## QUOTED PASSAGE

The Rise Of Satanism In Urban America
“Hip Hop” in the 21th century has taken the position of heavy metal in the 80’s. To the conscious observer the clear references to “satan” are evident and the indirect references are abundant. From Kayne West to Outerspace hip hop has traversed the boundaries of moral action and life affirming values, it is a realm where moral consciousness is obscured and human being has no worth. Today hip hop celebrates musically and honors poetically idolatry, occultism, illicit sex, theft, drugs, materialism, death, killing and now homosexuality.
Claiming the status of a new global religion as the singer Erika Badu has claimed it is a demonstration and affirmation of the ignorance (jahiliya) of old that was celebrated by “poets of the age of ignorance” who resided in the Arabian pennisula before the emergence of Islam. What hip hop managed today was to universalize the values of heavy metal across ethnic lines making “necrophila” a way of life.

## Dataset entries
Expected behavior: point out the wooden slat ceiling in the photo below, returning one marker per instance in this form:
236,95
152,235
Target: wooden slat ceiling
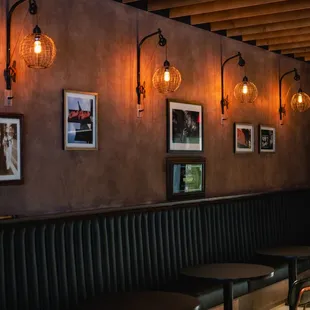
281,26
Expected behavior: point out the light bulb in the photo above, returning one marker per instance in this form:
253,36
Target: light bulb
167,75
37,46
245,88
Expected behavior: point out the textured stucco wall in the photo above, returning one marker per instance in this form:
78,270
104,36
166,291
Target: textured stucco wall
96,42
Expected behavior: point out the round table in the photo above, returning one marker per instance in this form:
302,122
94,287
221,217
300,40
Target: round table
228,273
292,254
150,300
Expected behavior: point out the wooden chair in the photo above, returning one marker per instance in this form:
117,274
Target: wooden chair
299,293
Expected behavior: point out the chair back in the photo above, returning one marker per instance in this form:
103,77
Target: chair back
299,293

## WORK ORDER A
List every musical artist or act named in the article on satanism in urban America.
## WORK ORDER B
Write the next paragraph of the article on satanism in urban America, picking up after its final sentence.
None of the dataset entries are needed for this work.

## RESULT A
Kayne West
Outerspace
Erika Badu

## RESULT B
Something many Muslims have a difficulty in facing is that Islam as a notion no longer carries the weight of a transformative concept in hip hop. 50 cent’s claim to recite a “Ghetto Qur’an” is a sign of the triumph of “far fetched ta’wil” and the celebration of supreme “kufr.” The Ghetto Qur’an he refers to is his words put to music making himself a prophet who is giving revelation to the people. This as a theme is not uncommon in hip hop, the claim to prophecy. The task of the da’ee today is how to present the Qur’an as a way to transform the personality molded by hip hop in the 21st century, inspired by the way of satanic being in the world. Lectures and books will not be sufficient to transform the necrophilic personality nor soften the heart inspired by satanic values. What is needed is a righteous patient teacher who imbibes the Qur’an and is aware of the culture of death celebrated by hip hop.